### TEXTAUSZUG
##############################

Bild: Deutsche Anwälte haben gegen den belarussischen Machthaber Lukaschenko S…
Berlin taz | Die Gewaltexzesse gegen die belarussische Bevölkerung unter
Staatspräsident Alexander Lukaschenko erreichen jetzt auch Karlsruhe. Am
Mittwoch haben vier deutsche Anwälte beim Generalbundesanwalt (GBA) gegen
Lukaschenko und weitere belarussische Sicherheitskräfte eine Strafanzeige
wegen Verbrechen gegen die Menschlichkeit gestellt.
Die Anwälte, denen insgesamt 100 dokumentierte Fälle staatlicher Folter
vorliegen, nehmen die Interessen von zehn Mandat*innen wahr. Sie alle
wurden im vergangenen August Opfer staatlicher Repressionen und mussten
ihre Heimat verlassen.
„Wir sind zu der Auffassung gelangt, dass die Taten in Belarus nach dem
deutschen Völkerstrafgesetzbuch strafbar sind. Unsere Mandanten erwarten zu
recht, in dieser Situation nicht alleingelassen zu werden. Deswegen ist die
Generalbundesanwaltschaft aufgefordert, weitere Ermittlungen aufzunehmen“,
sagt Benedikt Lux – einer der vier Anwälte, der auch für die Grünen im
Berliner Abgeordnetenhaus sitzt.
Die Rechtsgrundlage, um in Deutschland Völkerrechtsverbrechen von
Ausländer*innen in anderen Staaten zu verfolgen, ist das sogenannte
Weltrechtsprinzip. Eine Blaupause für die jetzige Befassung des GBA mit
Belarus sind [1][schwerste Verbrechen in Syrien]. Vor wenigen Wochen hatte
das Oberlandesgericht Koblenz einen ehemaligen Mitarbeiter des syrischen
Geheimdienstes wegen des Vorwurfs der Folter und Freiheitsberaubung zu
viereinhalb Jahren Haft verurteilt.
## In Belarus wird weiter gefoltert
Am 9. August 2020 fanden in Belarus Präsidentschaftswahlen statt, die
Alexander Lukaschenko mit über 80 Prozent der Stimmen gewonnen haben will.
Bereits am nächsten Tag fanden erste [2][Massenproteste] statt. Das Regime
reagierte mit beispielloser Härte: Tausende größtenteils willkürliche
Festnahmen, schwerste Misshandlungen und Folter in Polizeigewahrsam bzw.

##############################

### ANGEZEIGTE EINTRÄGE
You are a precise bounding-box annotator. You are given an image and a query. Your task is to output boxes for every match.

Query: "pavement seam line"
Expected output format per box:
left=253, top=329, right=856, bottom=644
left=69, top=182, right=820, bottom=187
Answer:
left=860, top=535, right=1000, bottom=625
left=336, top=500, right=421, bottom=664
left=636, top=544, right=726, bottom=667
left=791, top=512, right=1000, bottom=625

##############################

### ARBEITSAUFTRAG 1
Gib aus dem Artikel über die Strafanzeige gegen Lukaschenko den Abschnitt von "Die Anwälte, denen" bis "ihre Heimat verlassen." unverändert aus.
### ARBEITSAUFTRAG 2
Wie viele dokumentierte Fälle staatlicher Folter liegen den Anwälten laut dem Artikel über die Strafanzeige gegen Lukaschenko vor?
### ARBEITSAUFTRAG 3
Schreib den Artikel über die Strafanzeige gegen Lukaschenko an der Stelle weiter, an der er aufhört.
Die Einträge stammen aus einer anderen Quelle.

### ERGEBNIS 1
Die Anwälte, denen insgesamt 100 dokumentierte Fälle staatlicher Folter
vorliegen, nehmen die Interessen von zehn Mandat*innen wahr. Sie alle
wurden im vergangenen August Opfer staatlicher Repressionen und mussten
ihre Heimat verlassen.

### ERGEBNIS 2
100 dokumentierte Fälle

### ERGEBNIS 3
Gefängnissen sowie Anklagen mit anschließenden Verurteilungen zu teils
mehrjährigen Haftstrafen.
Dabei folgte der menschenverachtende Umgang mit den Inhaftierten stets
demselben Muster: Eingesperrtsein auf engstem Raum, Vergewaltigungen, die
bereits in Mannschaftswagen begannen, stundenlanges Ausharren auf den Knien
oder stehend mit erhobenen Händen und dem Kopf zur Wand, Schlaf- und
Nahrungsmittelentzug sowie die Verweigerung medizinischer Hilfe. Bei
UN-Menschenrechtsexpert*innen sind allein bis September 2020 rund 450 Fälle
von Folter aktenkundig.
Zwar ist die Protestbewegung, die über Monate andauerte, mittlerweile
weniger sichtbar, dennoch haben Folter und Repressionen gegen
Andersdenkende nicht nachgelassen. Im Gegenteil: Täglich verbreiten
unabhängige belarussische Medien Nachrichten über weitere Festnahmen, von
denen auch Ärzt*innen betroffen sind.
Mittlerweile wurde Dutzenden Anwält*innen ihre Lizenz entzogen –
darunter auch Sergej Ziratzkij. Er ist einer der wenigen Rechtsbeistände,
die kritische Journalist*innen vor Gericht vertreten hatten. Anfang der
Woche wurde bekannt, dass Ziratzkij Belarus verlassen hat. Er werde seine
Tätigkeit aus dem Ausland fortsetzen, schrieb der 53-Jährige auf Facebook.
Ebenfalls in dieser Woche verfügte Lukaschenko per Dekret, dass 80
Angehörigen von Militär und Sicherheitsorganen ihr Dienstgrad aberkannt
wird, da sie „die Ehre und Würde“ ihrer Posten diskreditiert hätten und
ihren offiziellen Pflichten nicht nachgekommen seien. Gegen einige von
ihnen wurden strafrechtliche Ermittlungen eingeleitet – unter anderem wegen
der Organisation von Terroranschlägen.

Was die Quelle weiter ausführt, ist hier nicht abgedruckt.